_TASK GOAL_
Write the listing out again word for word, skipping each picture.

_SUPPLIED DATA_
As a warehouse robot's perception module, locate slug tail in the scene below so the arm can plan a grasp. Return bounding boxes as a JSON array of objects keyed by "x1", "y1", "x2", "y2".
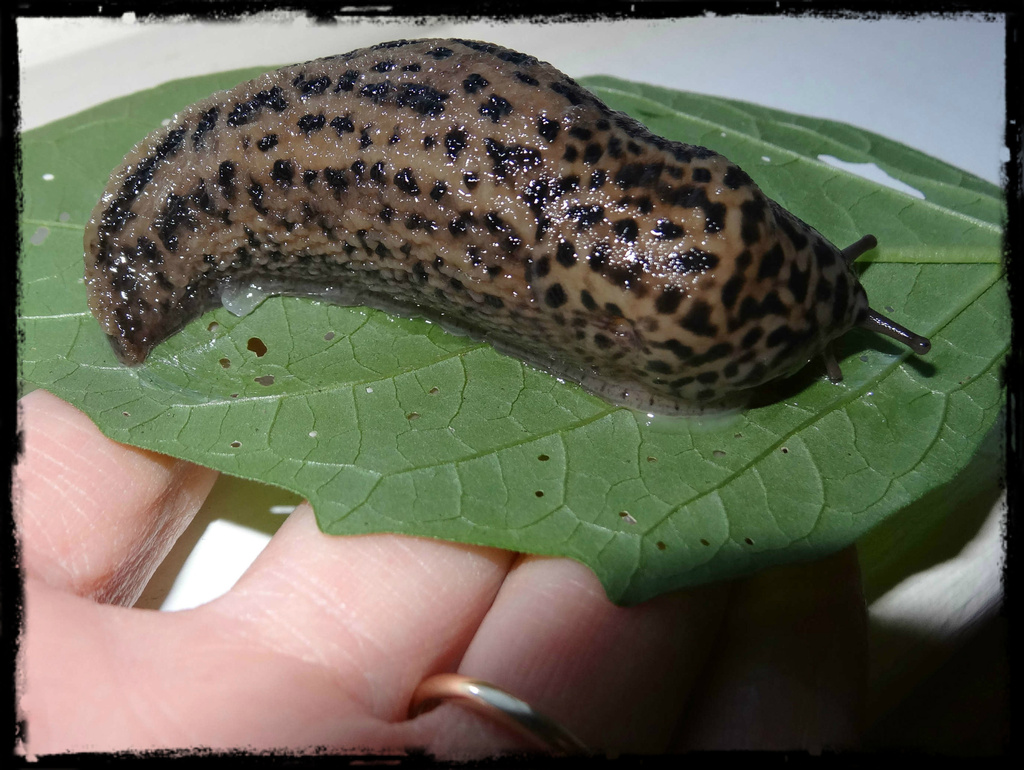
[{"x1": 860, "y1": 308, "x2": 931, "y2": 355}]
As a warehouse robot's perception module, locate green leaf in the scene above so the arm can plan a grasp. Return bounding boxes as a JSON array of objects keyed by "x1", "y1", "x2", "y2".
[{"x1": 18, "y1": 70, "x2": 1007, "y2": 605}]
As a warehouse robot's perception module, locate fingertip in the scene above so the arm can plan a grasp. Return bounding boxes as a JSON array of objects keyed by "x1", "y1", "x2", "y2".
[{"x1": 16, "y1": 390, "x2": 219, "y2": 605}]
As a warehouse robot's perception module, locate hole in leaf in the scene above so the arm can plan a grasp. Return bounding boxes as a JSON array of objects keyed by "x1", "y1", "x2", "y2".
[
  {"x1": 647, "y1": 456, "x2": 657, "y2": 462},
  {"x1": 535, "y1": 490, "x2": 544, "y2": 497},
  {"x1": 30, "y1": 226, "x2": 49, "y2": 245},
  {"x1": 324, "y1": 331, "x2": 336, "y2": 341},
  {"x1": 817, "y1": 155, "x2": 925, "y2": 199},
  {"x1": 247, "y1": 337, "x2": 268, "y2": 357},
  {"x1": 619, "y1": 511, "x2": 637, "y2": 525},
  {"x1": 406, "y1": 412, "x2": 420, "y2": 421},
  {"x1": 429, "y1": 387, "x2": 440, "y2": 395},
  {"x1": 537, "y1": 454, "x2": 550, "y2": 461},
  {"x1": 254, "y1": 375, "x2": 275, "y2": 386},
  {"x1": 781, "y1": 447, "x2": 789, "y2": 454},
  {"x1": 712, "y1": 449, "x2": 726, "y2": 458},
  {"x1": 656, "y1": 541, "x2": 667, "y2": 551},
  {"x1": 219, "y1": 358, "x2": 231, "y2": 368},
  {"x1": 207, "y1": 321, "x2": 220, "y2": 332},
  {"x1": 121, "y1": 411, "x2": 130, "y2": 417},
  {"x1": 230, "y1": 441, "x2": 241, "y2": 448},
  {"x1": 744, "y1": 537, "x2": 754, "y2": 545},
  {"x1": 309, "y1": 430, "x2": 318, "y2": 438},
  {"x1": 700, "y1": 538, "x2": 710, "y2": 546}
]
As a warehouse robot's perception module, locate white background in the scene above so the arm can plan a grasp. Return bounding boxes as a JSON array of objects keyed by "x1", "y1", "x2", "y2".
[{"x1": 18, "y1": 11, "x2": 1008, "y2": 746}]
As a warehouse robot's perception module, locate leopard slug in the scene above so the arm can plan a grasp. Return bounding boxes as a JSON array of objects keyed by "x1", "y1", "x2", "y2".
[{"x1": 84, "y1": 38, "x2": 931, "y2": 413}]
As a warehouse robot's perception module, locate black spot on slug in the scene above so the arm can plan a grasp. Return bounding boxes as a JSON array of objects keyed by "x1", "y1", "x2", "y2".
[
  {"x1": 192, "y1": 107, "x2": 219, "y2": 150},
  {"x1": 653, "y1": 219, "x2": 684, "y2": 240},
  {"x1": 655, "y1": 288, "x2": 683, "y2": 315},
  {"x1": 247, "y1": 181, "x2": 266, "y2": 215},
  {"x1": 334, "y1": 69, "x2": 360, "y2": 92},
  {"x1": 788, "y1": 264, "x2": 809, "y2": 303},
  {"x1": 479, "y1": 95, "x2": 513, "y2": 123},
  {"x1": 691, "y1": 167, "x2": 712, "y2": 183},
  {"x1": 556, "y1": 240, "x2": 577, "y2": 267},
  {"x1": 218, "y1": 160, "x2": 236, "y2": 200},
  {"x1": 721, "y1": 275, "x2": 744, "y2": 310},
  {"x1": 613, "y1": 218, "x2": 639, "y2": 243},
  {"x1": 271, "y1": 159, "x2": 294, "y2": 188},
  {"x1": 757, "y1": 244, "x2": 786, "y2": 280},
  {"x1": 537, "y1": 116, "x2": 560, "y2": 142},
  {"x1": 297, "y1": 113, "x2": 326, "y2": 134},
  {"x1": 545, "y1": 283, "x2": 568, "y2": 308},
  {"x1": 588, "y1": 243, "x2": 610, "y2": 272},
  {"x1": 444, "y1": 129, "x2": 468, "y2": 160},
  {"x1": 484, "y1": 138, "x2": 542, "y2": 179},
  {"x1": 396, "y1": 83, "x2": 449, "y2": 116},
  {"x1": 680, "y1": 301, "x2": 718, "y2": 337},
  {"x1": 723, "y1": 165, "x2": 752, "y2": 189},
  {"x1": 568, "y1": 205, "x2": 604, "y2": 230},
  {"x1": 330, "y1": 115, "x2": 354, "y2": 135},
  {"x1": 394, "y1": 168, "x2": 420, "y2": 196},
  {"x1": 323, "y1": 167, "x2": 348, "y2": 191},
  {"x1": 463, "y1": 73, "x2": 489, "y2": 93},
  {"x1": 294, "y1": 74, "x2": 331, "y2": 97},
  {"x1": 668, "y1": 248, "x2": 718, "y2": 275},
  {"x1": 359, "y1": 81, "x2": 394, "y2": 103}
]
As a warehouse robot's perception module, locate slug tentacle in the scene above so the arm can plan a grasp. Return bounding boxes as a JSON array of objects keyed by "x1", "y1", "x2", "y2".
[
  {"x1": 840, "y1": 234, "x2": 878, "y2": 264},
  {"x1": 859, "y1": 309, "x2": 932, "y2": 355},
  {"x1": 822, "y1": 343, "x2": 844, "y2": 383},
  {"x1": 84, "y1": 38, "x2": 932, "y2": 413}
]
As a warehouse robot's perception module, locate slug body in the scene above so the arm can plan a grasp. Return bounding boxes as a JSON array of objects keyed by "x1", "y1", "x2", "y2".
[{"x1": 84, "y1": 38, "x2": 929, "y2": 412}]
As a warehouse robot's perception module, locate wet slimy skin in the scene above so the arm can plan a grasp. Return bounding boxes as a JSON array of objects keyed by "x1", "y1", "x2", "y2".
[{"x1": 84, "y1": 38, "x2": 930, "y2": 413}]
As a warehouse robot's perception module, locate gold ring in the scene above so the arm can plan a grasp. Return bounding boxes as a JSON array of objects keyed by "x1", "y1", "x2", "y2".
[{"x1": 408, "y1": 673, "x2": 590, "y2": 755}]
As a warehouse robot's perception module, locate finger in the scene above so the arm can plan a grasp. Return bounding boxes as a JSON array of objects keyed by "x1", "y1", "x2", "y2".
[
  {"x1": 16, "y1": 390, "x2": 219, "y2": 605},
  {"x1": 20, "y1": 508, "x2": 518, "y2": 754},
  {"x1": 196, "y1": 506, "x2": 519, "y2": 748},
  {"x1": 671, "y1": 546, "x2": 867, "y2": 751},
  {"x1": 401, "y1": 555, "x2": 731, "y2": 757},
  {"x1": 21, "y1": 572, "x2": 393, "y2": 754}
]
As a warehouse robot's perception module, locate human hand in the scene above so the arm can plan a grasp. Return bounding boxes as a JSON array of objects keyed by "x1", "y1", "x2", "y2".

_TASK RESPONSE_
As a warehouse robot's perception module, locate slug tail in the scene below so the arm can plan a grasp. Return bounding boxes as a JSON array of objects keyed by "x1", "y1", "x2", "y2".
[{"x1": 860, "y1": 308, "x2": 931, "y2": 355}]
As a warehouse robot's perception module, locate green leaf in the scene above so the arm can plan a grasp. Return bounding boxes as a JSON array of objects keyed by "x1", "y1", "x2", "y2".
[{"x1": 18, "y1": 70, "x2": 1007, "y2": 605}]
As a warehouse robot's perception module, locate fingertip in the scene above so the arm can plan a grasp. Return bounding boxes as a JSON array of objects keyed by "x1", "y1", "x2", "y2".
[{"x1": 16, "y1": 390, "x2": 219, "y2": 605}]
As a warehouse robot's perception module, locate hole in leaf in the scene above so the arm can plan a grasp. Return bounding boxes as a JSON array of objects keyed by "x1", "y1", "x2", "y2".
[
  {"x1": 647, "y1": 456, "x2": 657, "y2": 462},
  {"x1": 535, "y1": 490, "x2": 544, "y2": 497},
  {"x1": 30, "y1": 226, "x2": 49, "y2": 245},
  {"x1": 324, "y1": 331, "x2": 336, "y2": 341},
  {"x1": 817, "y1": 155, "x2": 925, "y2": 199},
  {"x1": 247, "y1": 337, "x2": 268, "y2": 357},
  {"x1": 619, "y1": 511, "x2": 637, "y2": 525},
  {"x1": 406, "y1": 412, "x2": 420, "y2": 421},
  {"x1": 429, "y1": 387, "x2": 440, "y2": 395},
  {"x1": 537, "y1": 454, "x2": 550, "y2": 461},
  {"x1": 254, "y1": 375, "x2": 275, "y2": 386},
  {"x1": 781, "y1": 447, "x2": 789, "y2": 454},
  {"x1": 712, "y1": 449, "x2": 726, "y2": 458},
  {"x1": 656, "y1": 541, "x2": 667, "y2": 551},
  {"x1": 219, "y1": 358, "x2": 231, "y2": 368},
  {"x1": 207, "y1": 321, "x2": 220, "y2": 332},
  {"x1": 121, "y1": 411, "x2": 130, "y2": 417},
  {"x1": 230, "y1": 441, "x2": 241, "y2": 448},
  {"x1": 744, "y1": 537, "x2": 754, "y2": 545},
  {"x1": 309, "y1": 430, "x2": 318, "y2": 438},
  {"x1": 700, "y1": 538, "x2": 710, "y2": 546}
]
As a warehouse robot's perception module, locate white background in the scene above so the arm can plan a grasp. Return bounding boxes as a JSON array of objects keyed by "x1", "y1", "x2", "y2".
[{"x1": 18, "y1": 11, "x2": 1008, "y2": 746}]
As a warehouse robot's perception module, locate leopard slug in the scene above so the arm can plan a grasp. Return bounding boxes as a JSON array of objects keyed by "x1", "y1", "x2", "y2".
[{"x1": 84, "y1": 38, "x2": 931, "y2": 413}]
As a warehouse robot's perception module, locate black spot on slug in the scene above so the arm can plan a grasp. Return bounding boxes as a JSON array of objects keyed by "x1", "y1", "x2", "y2".
[
  {"x1": 192, "y1": 107, "x2": 219, "y2": 150},
  {"x1": 653, "y1": 219, "x2": 684, "y2": 240},
  {"x1": 655, "y1": 288, "x2": 683, "y2": 315},
  {"x1": 247, "y1": 181, "x2": 266, "y2": 215},
  {"x1": 334, "y1": 69, "x2": 360, "y2": 92},
  {"x1": 788, "y1": 264, "x2": 809, "y2": 303},
  {"x1": 479, "y1": 95, "x2": 513, "y2": 123},
  {"x1": 691, "y1": 167, "x2": 712, "y2": 183},
  {"x1": 556, "y1": 240, "x2": 577, "y2": 267},
  {"x1": 218, "y1": 160, "x2": 236, "y2": 200},
  {"x1": 721, "y1": 275, "x2": 744, "y2": 310},
  {"x1": 613, "y1": 218, "x2": 639, "y2": 243},
  {"x1": 271, "y1": 159, "x2": 294, "y2": 188},
  {"x1": 757, "y1": 244, "x2": 786, "y2": 280},
  {"x1": 537, "y1": 116, "x2": 560, "y2": 142},
  {"x1": 297, "y1": 113, "x2": 326, "y2": 134},
  {"x1": 545, "y1": 283, "x2": 568, "y2": 308},
  {"x1": 588, "y1": 243, "x2": 610, "y2": 272},
  {"x1": 444, "y1": 129, "x2": 468, "y2": 160},
  {"x1": 484, "y1": 138, "x2": 542, "y2": 179},
  {"x1": 396, "y1": 83, "x2": 449, "y2": 116},
  {"x1": 680, "y1": 301, "x2": 718, "y2": 337},
  {"x1": 723, "y1": 165, "x2": 752, "y2": 189},
  {"x1": 568, "y1": 205, "x2": 604, "y2": 230},
  {"x1": 330, "y1": 115, "x2": 354, "y2": 135},
  {"x1": 394, "y1": 168, "x2": 420, "y2": 196},
  {"x1": 323, "y1": 167, "x2": 348, "y2": 191},
  {"x1": 463, "y1": 73, "x2": 489, "y2": 93},
  {"x1": 294, "y1": 74, "x2": 331, "y2": 97},
  {"x1": 668, "y1": 248, "x2": 718, "y2": 275},
  {"x1": 359, "y1": 81, "x2": 394, "y2": 103}
]
As a warehouse robot's perception module, locate slug tentacle in the scene above so the arm can plan a grasp. Return bounding boxes as a JSON array of objects keyed by "x1", "y1", "x2", "y2".
[
  {"x1": 840, "y1": 234, "x2": 878, "y2": 264},
  {"x1": 859, "y1": 309, "x2": 932, "y2": 355},
  {"x1": 822, "y1": 343, "x2": 844, "y2": 383},
  {"x1": 84, "y1": 38, "x2": 932, "y2": 413}
]
As a warehouse robot's perception module, locate slug body in the scene above so the arm can plan a grasp. Return bounding boxes as a JSON array of objects keyed by "x1", "y1", "x2", "y2".
[{"x1": 84, "y1": 38, "x2": 929, "y2": 412}]
As a warehouse robot's perception module, locate wet slimy skin in the scene above so the arm can plan a grasp. Return bounding boxes as a JSON array of objects keyed by "x1", "y1", "x2", "y2".
[{"x1": 84, "y1": 38, "x2": 930, "y2": 413}]
As a warehouse robot's perception module, locate gold ring in the scene above so the arm can plan a grasp. Return bounding boxes as a JSON array of objects keyed by "x1", "y1", "x2", "y2".
[{"x1": 408, "y1": 673, "x2": 590, "y2": 755}]
As a warehouse robot's perception module, locate finger in the scene above so the arm can plan a grasp. Return bounding boxes as a JSON array of objects keyed by "x1", "y1", "x2", "y2".
[
  {"x1": 16, "y1": 390, "x2": 219, "y2": 605},
  {"x1": 20, "y1": 508, "x2": 518, "y2": 754},
  {"x1": 196, "y1": 506, "x2": 519, "y2": 748},
  {"x1": 671, "y1": 546, "x2": 867, "y2": 751},
  {"x1": 401, "y1": 555, "x2": 731, "y2": 757},
  {"x1": 21, "y1": 572, "x2": 393, "y2": 754}
]
As a warehouse robot's perception module, locate human hand in the scene above so the arm can plan a grasp. Return bounding boxes as a JSON array of objects keyed by "x1", "y1", "x2", "y2".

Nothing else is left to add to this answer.